**TESTO FORNITO**:

Posted - 27/02/2007 :  12:07:28  Visualizza il profilo  Rispondi con commento
Caro Angelo,alla tua corrispondenza sul BIT milanese non c'è nient'altro da aggiungere:l'hai meticolosamente e professionalemte descritta , arricchita con particolari degni solo di chi è del " mestiere ".
Il punto dolente della nostra cultura, o addirittura del nostro circondario irpino,lo si evince dall'atteggiamento di quei due giovani di Casolbore da te incontrati.."la paura di distrurbare quelli dello stand irpino " vuoto " presente al BIT. Come è possibile un atteggiamento del genere in un contesto come quello del BIT, dove si va per promuovere il proprio prodotto? Però è da dire che Casalbore c'era...Montecalvo? Eppure la nostra gente è preparata, quindi, come mai non è attenta a queste opportunità e marketing offerte dal Bit milanese?C'e qualche retropensiero che frena l'iniziativa imprenditoriale della nostra gente , dei nostri giovani irpini? I giovani della mia generazione tendevano alla " certezza del lavoro ", magari poco ma sicuro si diceva...il famoso posto sicuro.Oggi, penso , che le cose siano radicalmente cambiate da questo punto di vista,anzi ,forse le nuove generazione "snobbano" la filosofia del posto sicuro e, non a torto, viste le poche opportunita intellettuali e i pochi guadagni afferti dalla certezza del posto: quindi dove vanno ricercate le cause che inibiscono l'iniziativa imprenditoriale di una buana fetta dei giovani irpini? forse il tirare a campare tipicamente di piccoli centri del sud?forse vivere con la pensione dei genitori? forse credere che è lo stato che ci deve pensare ect.

**DESCRIZIONE ESERCIZIO**: Puoi ripetere integralmente, senza cambiare nulla, il messaggio sul BIT milanese riportato sopra? Le voci seguenti non hanno alcun ruolo qui.

**DATI FORNITI**:

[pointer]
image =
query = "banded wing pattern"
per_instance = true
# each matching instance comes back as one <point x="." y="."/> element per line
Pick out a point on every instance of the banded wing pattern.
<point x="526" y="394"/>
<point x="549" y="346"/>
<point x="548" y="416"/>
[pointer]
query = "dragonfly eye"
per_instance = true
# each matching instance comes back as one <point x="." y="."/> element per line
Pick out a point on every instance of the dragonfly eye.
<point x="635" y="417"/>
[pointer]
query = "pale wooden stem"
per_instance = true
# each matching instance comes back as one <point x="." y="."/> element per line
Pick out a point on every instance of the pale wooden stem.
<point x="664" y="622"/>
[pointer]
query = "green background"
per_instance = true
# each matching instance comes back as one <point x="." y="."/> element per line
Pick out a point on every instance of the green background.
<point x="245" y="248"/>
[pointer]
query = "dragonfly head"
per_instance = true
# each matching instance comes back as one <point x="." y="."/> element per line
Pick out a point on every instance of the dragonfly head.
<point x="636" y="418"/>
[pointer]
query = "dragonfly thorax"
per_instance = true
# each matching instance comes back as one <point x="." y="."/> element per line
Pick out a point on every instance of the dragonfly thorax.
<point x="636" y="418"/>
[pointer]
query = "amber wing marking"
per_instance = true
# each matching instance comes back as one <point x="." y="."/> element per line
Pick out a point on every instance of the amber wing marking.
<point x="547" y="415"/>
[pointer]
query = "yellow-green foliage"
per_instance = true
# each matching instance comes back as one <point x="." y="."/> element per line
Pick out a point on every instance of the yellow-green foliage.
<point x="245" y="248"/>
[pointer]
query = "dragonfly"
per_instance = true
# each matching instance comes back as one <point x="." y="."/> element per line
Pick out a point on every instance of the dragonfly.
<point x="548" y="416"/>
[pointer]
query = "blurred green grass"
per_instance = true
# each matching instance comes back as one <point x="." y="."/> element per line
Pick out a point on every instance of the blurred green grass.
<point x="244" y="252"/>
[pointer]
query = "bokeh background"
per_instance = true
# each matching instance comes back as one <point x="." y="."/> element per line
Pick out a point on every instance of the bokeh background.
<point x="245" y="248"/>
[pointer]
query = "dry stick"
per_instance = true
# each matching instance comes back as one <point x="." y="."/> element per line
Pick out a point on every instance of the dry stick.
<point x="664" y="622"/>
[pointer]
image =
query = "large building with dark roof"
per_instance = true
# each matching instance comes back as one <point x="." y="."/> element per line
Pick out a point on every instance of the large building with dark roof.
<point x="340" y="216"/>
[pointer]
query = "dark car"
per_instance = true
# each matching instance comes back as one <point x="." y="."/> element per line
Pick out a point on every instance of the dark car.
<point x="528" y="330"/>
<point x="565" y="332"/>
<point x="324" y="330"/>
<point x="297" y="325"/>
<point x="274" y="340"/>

**SOLUZIONE**:
Posted - 27/02/2007 :  12:07:28  Visualizza il profilo  Rispondi con commento
Caro Angelo,alla tua corrispondenza sul BIT milanese non c'è nient'altro da aggiungere:l'hai meticolosamente e professionalemte descritta , arricchita con particolari degni solo di chi è del " mestiere ".
Il punto dolente della nostra cultura, o addirittura del nostro circondario irpino,lo si evince dall'atteggiamento di quei due giovani di Casolbore da te incontrati.."la paura di distrurbare quelli dello stand irpino " vuoto " presente al BIT. Come è possibile un atteggiamento del genere in un contesto come quello del BIT, dove si va per promuovere il proprio prodotto? Però è da dire che Casalbore c'era...Montecalvo? Eppure la nostra gente è preparata, quindi, come mai non è attenta a queste opportunità e marketing offerte dal Bit milanese?C'e qualche retropensiero che frena l'iniziativa imprenditoriale della nostra gente , dei nostri giovani irpini? I giovani della mia generazione tendevano alla " certezza del lavoro ", magari poco ma sicuro si diceva...il famoso posto sicuro.Oggi, penso , che le cose siano radicalmente cambiate da questo punto di vista,anzi ,forse le nuove generazione "snobbano" la filosofia del posto sicuro e, non a torto, viste le poche opportunita intellettuali e i pochi guadagni afferti dalla certezza del posto: quindi dove vanno ricercate le cause che inibiscono l'iniziativa imprenditoriale di una buana fetta dei giovani irpini? forse il tirare a campare tipicamente di piccoli centri del sud?forse vivere con la pensione dei genitori? forse credere che è lo stato che ci deve pensare ect.